[Linhas do conjunto de dados de apontamento de objetos]

⟨

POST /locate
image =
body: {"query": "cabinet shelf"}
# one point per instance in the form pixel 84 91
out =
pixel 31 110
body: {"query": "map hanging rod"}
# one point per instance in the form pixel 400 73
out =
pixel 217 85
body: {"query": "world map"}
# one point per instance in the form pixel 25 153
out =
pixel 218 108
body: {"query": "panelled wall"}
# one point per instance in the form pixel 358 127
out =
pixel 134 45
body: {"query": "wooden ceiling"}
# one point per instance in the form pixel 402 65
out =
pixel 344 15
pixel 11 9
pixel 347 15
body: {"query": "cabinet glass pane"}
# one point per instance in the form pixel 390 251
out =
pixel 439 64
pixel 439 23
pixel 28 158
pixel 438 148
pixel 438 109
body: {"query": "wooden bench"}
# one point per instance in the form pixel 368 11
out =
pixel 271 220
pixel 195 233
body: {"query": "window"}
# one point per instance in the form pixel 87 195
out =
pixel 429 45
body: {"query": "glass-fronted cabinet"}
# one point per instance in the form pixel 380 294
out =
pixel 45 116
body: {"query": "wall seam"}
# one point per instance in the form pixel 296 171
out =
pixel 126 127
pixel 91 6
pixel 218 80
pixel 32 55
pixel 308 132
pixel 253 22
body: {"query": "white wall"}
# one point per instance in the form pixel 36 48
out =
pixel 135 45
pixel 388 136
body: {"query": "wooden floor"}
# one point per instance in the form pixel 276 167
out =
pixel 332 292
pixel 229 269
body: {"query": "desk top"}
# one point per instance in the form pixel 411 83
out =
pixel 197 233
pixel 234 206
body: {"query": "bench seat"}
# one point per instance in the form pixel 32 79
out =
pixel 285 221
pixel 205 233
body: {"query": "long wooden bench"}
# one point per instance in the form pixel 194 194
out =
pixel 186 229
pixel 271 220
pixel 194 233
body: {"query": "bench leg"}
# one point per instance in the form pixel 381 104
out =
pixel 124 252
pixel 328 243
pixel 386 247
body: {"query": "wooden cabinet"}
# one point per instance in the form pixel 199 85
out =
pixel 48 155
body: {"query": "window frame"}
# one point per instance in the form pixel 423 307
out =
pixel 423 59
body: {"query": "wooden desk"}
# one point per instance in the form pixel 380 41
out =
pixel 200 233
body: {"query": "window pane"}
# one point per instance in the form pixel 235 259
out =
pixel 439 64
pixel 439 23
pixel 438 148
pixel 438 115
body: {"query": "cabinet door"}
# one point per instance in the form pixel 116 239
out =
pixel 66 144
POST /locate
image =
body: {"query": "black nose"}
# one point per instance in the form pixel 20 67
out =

⟩

## EXERCÍCIO ESCRITO
Informe quantas linhas da listagem acima contêm a palavra "window". Dê somente o número.

## RESPOSTA DO EXERCÍCIO
3